* _ENTRIES SUPPLIED_:
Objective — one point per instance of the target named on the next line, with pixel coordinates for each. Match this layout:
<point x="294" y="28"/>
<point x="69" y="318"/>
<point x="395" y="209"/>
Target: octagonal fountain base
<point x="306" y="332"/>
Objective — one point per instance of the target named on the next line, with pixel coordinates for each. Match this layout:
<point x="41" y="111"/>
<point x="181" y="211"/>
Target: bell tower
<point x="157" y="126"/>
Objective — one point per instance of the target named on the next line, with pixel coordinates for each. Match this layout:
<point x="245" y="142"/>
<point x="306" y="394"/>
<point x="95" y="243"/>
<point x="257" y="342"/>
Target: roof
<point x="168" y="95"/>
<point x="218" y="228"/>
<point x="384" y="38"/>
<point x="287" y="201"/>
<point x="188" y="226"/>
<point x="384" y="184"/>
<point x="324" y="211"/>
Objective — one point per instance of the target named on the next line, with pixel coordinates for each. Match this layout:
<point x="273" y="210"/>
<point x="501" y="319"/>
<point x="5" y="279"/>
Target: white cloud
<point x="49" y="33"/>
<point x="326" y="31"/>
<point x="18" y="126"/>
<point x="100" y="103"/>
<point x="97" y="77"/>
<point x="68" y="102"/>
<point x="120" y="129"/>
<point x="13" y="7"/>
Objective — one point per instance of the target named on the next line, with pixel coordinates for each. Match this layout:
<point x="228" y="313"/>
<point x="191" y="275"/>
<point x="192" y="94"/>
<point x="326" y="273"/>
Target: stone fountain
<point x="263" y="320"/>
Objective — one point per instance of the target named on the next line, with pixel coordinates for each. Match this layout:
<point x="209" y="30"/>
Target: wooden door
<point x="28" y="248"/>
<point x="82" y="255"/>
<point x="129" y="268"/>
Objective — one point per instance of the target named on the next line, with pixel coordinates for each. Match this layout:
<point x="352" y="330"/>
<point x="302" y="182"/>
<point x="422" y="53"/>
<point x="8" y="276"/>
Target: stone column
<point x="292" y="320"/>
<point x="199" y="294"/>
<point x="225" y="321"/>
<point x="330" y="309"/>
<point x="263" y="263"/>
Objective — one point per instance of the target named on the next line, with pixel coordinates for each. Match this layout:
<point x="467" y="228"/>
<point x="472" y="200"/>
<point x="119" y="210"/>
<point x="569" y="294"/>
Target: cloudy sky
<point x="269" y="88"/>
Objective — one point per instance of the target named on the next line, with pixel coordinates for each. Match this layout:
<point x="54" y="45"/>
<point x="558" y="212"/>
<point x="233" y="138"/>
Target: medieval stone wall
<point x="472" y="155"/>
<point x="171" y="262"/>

* _WHAT IS EXPECTED_:
Give the entries again in full, exactly as they are written.

* _RESPONSE TO THE EXERCISE_:
Objective — one point per instance of the target named on the next line, with pixel coordinates for each. Match this layout:
<point x="294" y="28"/>
<point x="69" y="318"/>
<point x="395" y="209"/>
Target: octagonal fountain base
<point x="306" y="332"/>
Objective — one point per instance of the target named on the next line, with pixel coordinates for each. Match this layout:
<point x="41" y="111"/>
<point x="181" y="211"/>
Target: bell tower
<point x="157" y="126"/>
Objective — one point per instance of the target named on the next line, with pixel coordinates for each. Match this layout:
<point x="245" y="142"/>
<point x="306" y="394"/>
<point x="95" y="243"/>
<point x="257" y="342"/>
Target: roof
<point x="168" y="95"/>
<point x="218" y="228"/>
<point x="384" y="38"/>
<point x="287" y="201"/>
<point x="188" y="226"/>
<point x="384" y="184"/>
<point x="324" y="211"/>
Objective — one point per instance of the target named on the next line, with pixel coordinates for each. Match this layout:
<point x="273" y="210"/>
<point x="501" y="319"/>
<point x="5" y="279"/>
Target: white cloud
<point x="49" y="33"/>
<point x="326" y="31"/>
<point x="18" y="126"/>
<point x="100" y="103"/>
<point x="97" y="77"/>
<point x="68" y="102"/>
<point x="120" y="129"/>
<point x="13" y="7"/>
Objective — one point per instance of the target named on the next line, with pixel coordinates for each. Match this layout:
<point x="228" y="313"/>
<point x="191" y="275"/>
<point x="192" y="94"/>
<point x="326" y="273"/>
Target: stone fountain
<point x="263" y="320"/>
Objective — one point per instance of the target named on the next line, with pixel coordinates for each. Match this layout:
<point x="209" y="30"/>
Target: wooden door
<point x="28" y="248"/>
<point x="82" y="255"/>
<point x="129" y="268"/>
Objective — one point per instance of the target named on the next line, with pixel coordinates for each. Match this layout:
<point x="352" y="330"/>
<point x="302" y="182"/>
<point x="422" y="53"/>
<point x="8" y="276"/>
Target: stone column
<point x="292" y="320"/>
<point x="199" y="294"/>
<point x="225" y="321"/>
<point x="330" y="309"/>
<point x="263" y="263"/>
Objective — one point per instance of the target named on the next line, with pixel coordinates for each. Match this layout:
<point x="467" y="228"/>
<point x="472" y="200"/>
<point x="119" y="210"/>
<point x="569" y="294"/>
Target: cloudy sky
<point x="269" y="88"/>
Objective — one point per instance of the target named on the next line, with pixel coordinates for each. Match this layout:
<point x="54" y="45"/>
<point x="558" y="212"/>
<point x="233" y="138"/>
Target: medieval stone wall
<point x="472" y="155"/>
<point x="171" y="262"/>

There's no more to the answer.